## The task
Take the line that contains "Target: girl's sandal" in the data below and each line after it, through the last, and repeat them unchanged.

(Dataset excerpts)
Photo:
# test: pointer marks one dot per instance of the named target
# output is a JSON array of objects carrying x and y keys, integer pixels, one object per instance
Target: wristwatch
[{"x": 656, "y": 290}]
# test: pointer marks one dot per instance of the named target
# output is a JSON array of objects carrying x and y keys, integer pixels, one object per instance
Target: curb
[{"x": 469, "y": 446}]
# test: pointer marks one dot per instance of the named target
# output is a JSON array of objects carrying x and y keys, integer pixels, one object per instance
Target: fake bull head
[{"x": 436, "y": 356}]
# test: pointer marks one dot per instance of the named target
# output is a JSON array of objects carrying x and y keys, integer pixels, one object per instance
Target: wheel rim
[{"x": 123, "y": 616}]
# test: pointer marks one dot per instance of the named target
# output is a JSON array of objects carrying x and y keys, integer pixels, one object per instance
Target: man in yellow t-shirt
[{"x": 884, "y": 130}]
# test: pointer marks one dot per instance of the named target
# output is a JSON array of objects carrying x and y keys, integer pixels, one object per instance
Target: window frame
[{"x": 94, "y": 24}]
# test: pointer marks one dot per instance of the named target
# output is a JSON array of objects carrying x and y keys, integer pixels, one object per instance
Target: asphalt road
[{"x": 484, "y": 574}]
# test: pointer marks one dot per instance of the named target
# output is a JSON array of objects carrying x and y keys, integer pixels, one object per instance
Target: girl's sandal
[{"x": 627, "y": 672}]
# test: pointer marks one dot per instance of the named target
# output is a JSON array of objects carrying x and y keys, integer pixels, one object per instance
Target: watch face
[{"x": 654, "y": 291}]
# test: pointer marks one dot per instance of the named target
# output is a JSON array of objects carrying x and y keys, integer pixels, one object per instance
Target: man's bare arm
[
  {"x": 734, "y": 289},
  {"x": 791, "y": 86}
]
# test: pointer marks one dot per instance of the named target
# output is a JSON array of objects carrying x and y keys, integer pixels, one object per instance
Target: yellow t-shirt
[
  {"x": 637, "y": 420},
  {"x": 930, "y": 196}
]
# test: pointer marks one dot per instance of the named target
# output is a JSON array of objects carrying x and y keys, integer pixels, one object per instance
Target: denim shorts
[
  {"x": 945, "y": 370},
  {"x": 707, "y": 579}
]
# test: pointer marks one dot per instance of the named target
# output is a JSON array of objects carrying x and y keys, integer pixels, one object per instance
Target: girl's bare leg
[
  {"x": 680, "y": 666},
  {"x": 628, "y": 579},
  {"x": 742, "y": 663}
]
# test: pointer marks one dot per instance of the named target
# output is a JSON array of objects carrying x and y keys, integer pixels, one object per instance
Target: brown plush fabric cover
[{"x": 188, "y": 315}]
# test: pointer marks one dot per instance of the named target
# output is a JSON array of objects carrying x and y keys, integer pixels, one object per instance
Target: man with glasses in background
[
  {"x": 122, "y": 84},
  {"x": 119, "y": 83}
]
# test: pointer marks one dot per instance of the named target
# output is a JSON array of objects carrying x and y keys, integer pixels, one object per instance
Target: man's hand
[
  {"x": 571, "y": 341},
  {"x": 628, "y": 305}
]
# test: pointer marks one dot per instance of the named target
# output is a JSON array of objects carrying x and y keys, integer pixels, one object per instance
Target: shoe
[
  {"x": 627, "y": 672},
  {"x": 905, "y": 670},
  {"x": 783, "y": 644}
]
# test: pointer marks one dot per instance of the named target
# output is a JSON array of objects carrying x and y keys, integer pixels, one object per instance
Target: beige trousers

## Result for this task
Target: girl's sandal
[{"x": 627, "y": 672}]
# test: pointer marks one dot per instance of the named target
# output is a JSON array of objects carrying x and y keys, integer pixels, one object per instance
Target: watch face
[{"x": 654, "y": 291}]
# test: pointer marks one dot per instance of the named target
# output is a JSON array of objects carrying x and y keys, integer pixels, one object per instance
Target: man's bare arm
[
  {"x": 734, "y": 289},
  {"x": 791, "y": 86}
]
# test: pointer marks one dot per instance of the named target
# output is a JSON array of objects carrying x and y keys, integer pixels, one object per instance
Target: yellow t-shirt
[
  {"x": 637, "y": 420},
  {"x": 930, "y": 196}
]
# test: pointer marks one dot per instance of the named target
# output is a JSON array of objects carrying x and y keys, integer pixels, one object per instance
Target: denim shorts
[
  {"x": 945, "y": 370},
  {"x": 707, "y": 579}
]
# test: pointer marks one dot per instance of the named target
# output is a JSON array of objects carrying x and y keys, integer pixels, one object per instance
Target: girl's bare leg
[
  {"x": 680, "y": 666},
  {"x": 628, "y": 579},
  {"x": 742, "y": 663}
]
# test: pointer marks one dot per instance of the named target
# output is a JSON array of objects carrying x and y keys, integer pixels, one object per instance
Target: brown plush fabric cover
[{"x": 188, "y": 315}]
# test: pointer marks one dot per instance of the named target
# output is a JSON array of objects carrying x and y keys, integer pixels, one object per instance
Target: man with glasses in background
[
  {"x": 122, "y": 84},
  {"x": 119, "y": 83}
]
# test: pointer marks one dot per instance of the named target
# output is a JSON array of objects carrying x and y keys, integer pixels, one object per instance
Target: man's hand
[
  {"x": 571, "y": 341},
  {"x": 628, "y": 305}
]
# test: pointer marks one dot per instance of the named target
# output is a JSON array of objects carrying x and y keys, integer pixels, one object per instance
Target: shoe
[
  {"x": 627, "y": 672},
  {"x": 905, "y": 670},
  {"x": 783, "y": 644}
]
# test: pointer marks one dot per instance of the named target
# output is a JSON array of objects carrying x and y keys, integer pixels, one object per instance
Target: beige trousers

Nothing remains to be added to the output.